SET PROBLEM A: Reproduce the records verbatim, starting at the line that contains "board in the photo above." and ending at the end of the records.

TEXT EXCERPT:

Basis of presentation
 
The accompanying financial statements are unaudited and include the accounts of the Company and its subsidiaries. The accompanying financial statements have been prepared in accordance with GAAP and the rules and regulations of the SEC. Certain information and footnote disclosures required for annual financial statements have been condensed or excluded pursuant to SEC rules and regulations. Accordingly, the accompanying financial statements do not include all of the information and footnotes required by GAAP for complete financial statements and should be read in conjunction with the audited financial statements and notes thereto for the fiscal year ended December 31, 2015. In the opinion of management, all adjustments of a normal and recurring nature necessary for a fair presentation of the financial statements for the interim periods have been made.
 
Consolidation Policy
 
The accompanying consolidated financial statements include the accounts of the Company, including the Operating Partnership and its wholly-owned subsidiaries, and the interests in the Operating Partnership held by the LTIP unit holders, which the Operating Partnership has control over and therefore consolidates. These LTIP units represent “noncontrolling interests” and have no value as of September 30, 2016 as they have not been converted into OP Units and therefore did not participate in the Company’s consolidated net loss. At the time when there is value associated with the noncontrolling interests, the Company will classify such interests as a component of consolidated equity, separate from the Company’s total stockholder’s equity on its Consolidated Balance Sheets. Additionally, net income or loss will be allocated to noncontrolling interests based on their respective ownership percentage of the Operating Partnership. All material intercompany balances and transactions between the Company and its subsidiaries have been eliminated.
 
Restricted Cash
 
The restricted cash balance of $805,776 as of September 30, 2016, consisted of $367,587 of cash required by a third party lender to be held by the Company as a reserve for debt service, $319,500 in a security deposit received from the Plano facility tenant at the inception of its lease, and $118,689 in funds held by the Company from certain of its tenants that the Company collected to pay specific tenant expenses, such as real estate taxes and in some cases insurance, on the tenant’s behalf. The restricted cash balance as of September 30, 2016 increased $358,149 from the balance as of December 31, 2015 of $447,627. The December 31, 2015 balance consisted solely of funds required to be held by the Company as a reserve for debt service.
 
Tenant Receivables
 
The tenant receivables balance of $177,369 as of September 30, 2016, consisted of $17,965 in funds owned from the Company’s tenants for rent that the Company has earned but not received as well $159,404 in funds owed by certain of the Company’s tenants for amounts the Company collects to pay specific tenant expenses, such as real estate taxes and in some cases insurance, on the tenants’ behalf. The tenant receivables balance was zero as of December 31, 2015.

INFORMATION PROVIDED:
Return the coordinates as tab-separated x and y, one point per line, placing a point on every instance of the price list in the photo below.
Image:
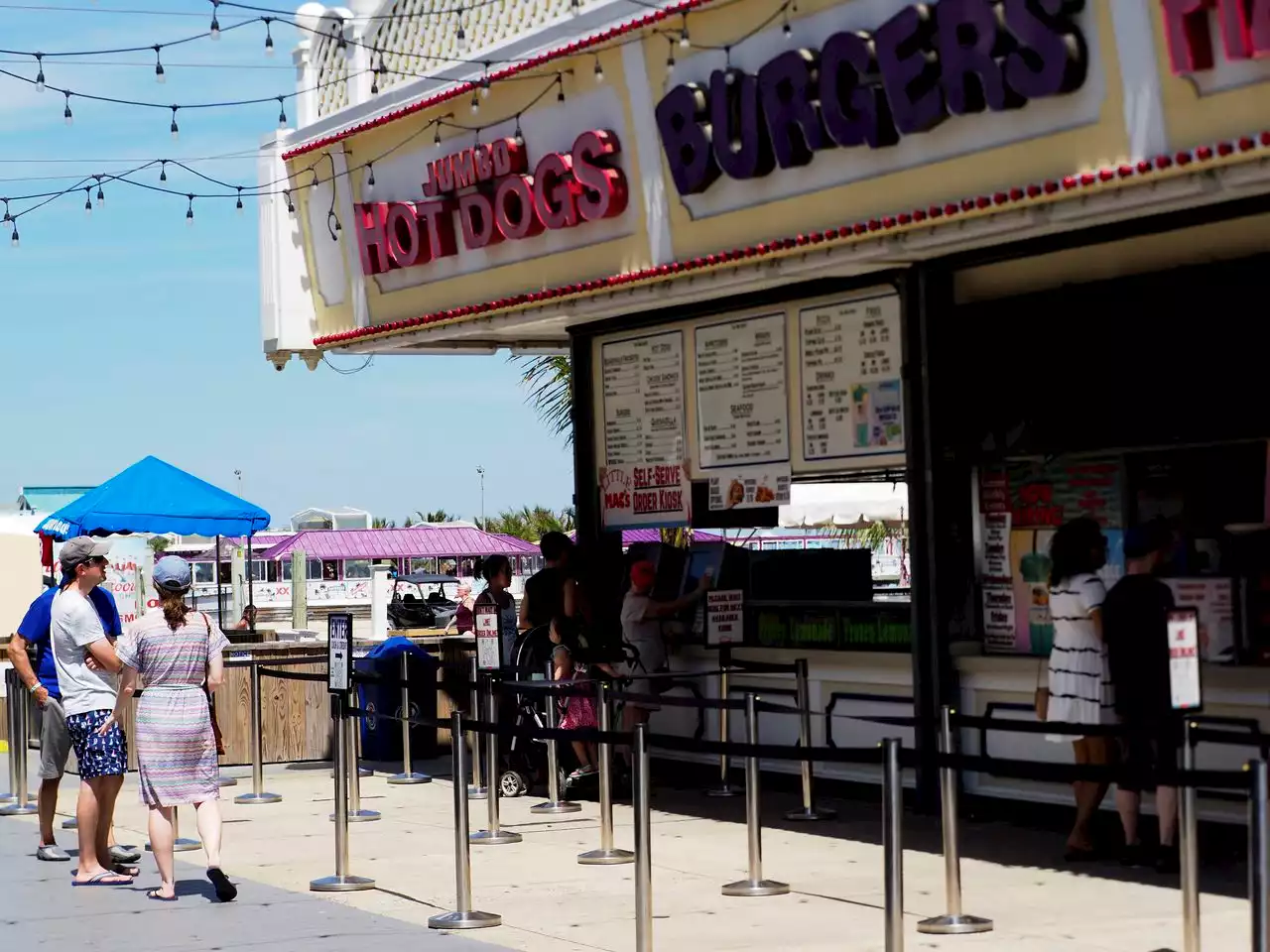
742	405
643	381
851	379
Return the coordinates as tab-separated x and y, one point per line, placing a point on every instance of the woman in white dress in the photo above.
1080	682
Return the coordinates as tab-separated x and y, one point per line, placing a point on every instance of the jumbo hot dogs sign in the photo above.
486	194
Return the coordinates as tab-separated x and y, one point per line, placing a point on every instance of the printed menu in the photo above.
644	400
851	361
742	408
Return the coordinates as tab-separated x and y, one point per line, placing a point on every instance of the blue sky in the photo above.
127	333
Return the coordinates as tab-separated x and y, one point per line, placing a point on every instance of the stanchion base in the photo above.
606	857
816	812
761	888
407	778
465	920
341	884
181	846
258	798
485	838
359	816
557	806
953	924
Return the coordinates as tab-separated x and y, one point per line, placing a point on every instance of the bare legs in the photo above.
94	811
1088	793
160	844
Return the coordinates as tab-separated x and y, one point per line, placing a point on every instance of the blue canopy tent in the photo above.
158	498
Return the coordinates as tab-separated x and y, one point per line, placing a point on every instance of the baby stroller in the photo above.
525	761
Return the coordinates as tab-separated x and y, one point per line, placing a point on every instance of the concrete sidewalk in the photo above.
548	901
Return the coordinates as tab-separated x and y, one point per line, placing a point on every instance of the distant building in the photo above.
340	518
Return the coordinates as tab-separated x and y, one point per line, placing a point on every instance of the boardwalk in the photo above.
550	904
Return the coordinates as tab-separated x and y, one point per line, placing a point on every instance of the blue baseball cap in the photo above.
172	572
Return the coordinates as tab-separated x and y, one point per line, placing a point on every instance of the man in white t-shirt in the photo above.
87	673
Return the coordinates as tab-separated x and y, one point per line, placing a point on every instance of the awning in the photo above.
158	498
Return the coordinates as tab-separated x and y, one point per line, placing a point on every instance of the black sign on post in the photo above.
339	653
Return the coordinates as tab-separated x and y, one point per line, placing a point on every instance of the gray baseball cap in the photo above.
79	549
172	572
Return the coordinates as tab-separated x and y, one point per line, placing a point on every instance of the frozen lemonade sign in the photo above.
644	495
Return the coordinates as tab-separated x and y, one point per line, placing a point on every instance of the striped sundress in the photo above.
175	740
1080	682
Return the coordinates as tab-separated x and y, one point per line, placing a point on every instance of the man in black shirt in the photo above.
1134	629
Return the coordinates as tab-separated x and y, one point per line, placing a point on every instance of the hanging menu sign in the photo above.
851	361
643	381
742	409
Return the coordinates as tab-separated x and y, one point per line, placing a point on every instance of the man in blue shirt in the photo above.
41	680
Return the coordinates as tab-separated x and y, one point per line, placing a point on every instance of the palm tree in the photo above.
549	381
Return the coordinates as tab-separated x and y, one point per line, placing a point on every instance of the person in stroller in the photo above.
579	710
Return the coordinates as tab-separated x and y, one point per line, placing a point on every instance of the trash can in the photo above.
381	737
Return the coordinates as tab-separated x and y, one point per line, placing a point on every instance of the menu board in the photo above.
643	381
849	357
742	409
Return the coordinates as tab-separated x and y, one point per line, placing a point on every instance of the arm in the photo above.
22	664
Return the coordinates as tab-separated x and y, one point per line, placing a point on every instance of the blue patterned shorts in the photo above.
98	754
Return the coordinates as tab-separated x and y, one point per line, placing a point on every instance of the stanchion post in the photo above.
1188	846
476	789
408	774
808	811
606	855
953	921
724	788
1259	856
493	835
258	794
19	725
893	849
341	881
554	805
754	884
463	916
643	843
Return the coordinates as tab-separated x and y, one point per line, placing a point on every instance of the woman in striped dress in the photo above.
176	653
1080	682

SET PROBLEM B: According to the financial statement notes, why did the LTIP units have no value as of September 30, 2016?

CORRECT OUTPUT A:
Return the coordinates as tab-separated x and y, one point per line, placing a point on every instance of the menu board in the photo above.
643	381
849	357
742	409
Return the coordinates as tab-separated x and y, one point per line, placing a point on every instance of the arm in the photo above.
22	664
Return the coordinates as tab-separated x and y, one point per line, placing a point on every instance of the blue patterned shorts in the photo above.
98	754
Return the coordinates as tab-separated x and y, one point per line, placing a point on every instance of the stanchion post in the photo above.
1188	846
476	789
408	774
808	811
606	855
953	921
724	788
1259	856
493	835
258	794
19	725
893	849
341	881
554	805
754	884
463	916
643	843
Return the coordinates as tab-separated x and y, one point per line, placing a point on every instance of the woman in striped dress in the photo above.
176	653
1080	682

CORRECT OUTPUT B: The LTIP units had not been converted into OP Units. Because of that, they did not participate in the Company's consolidated net loss.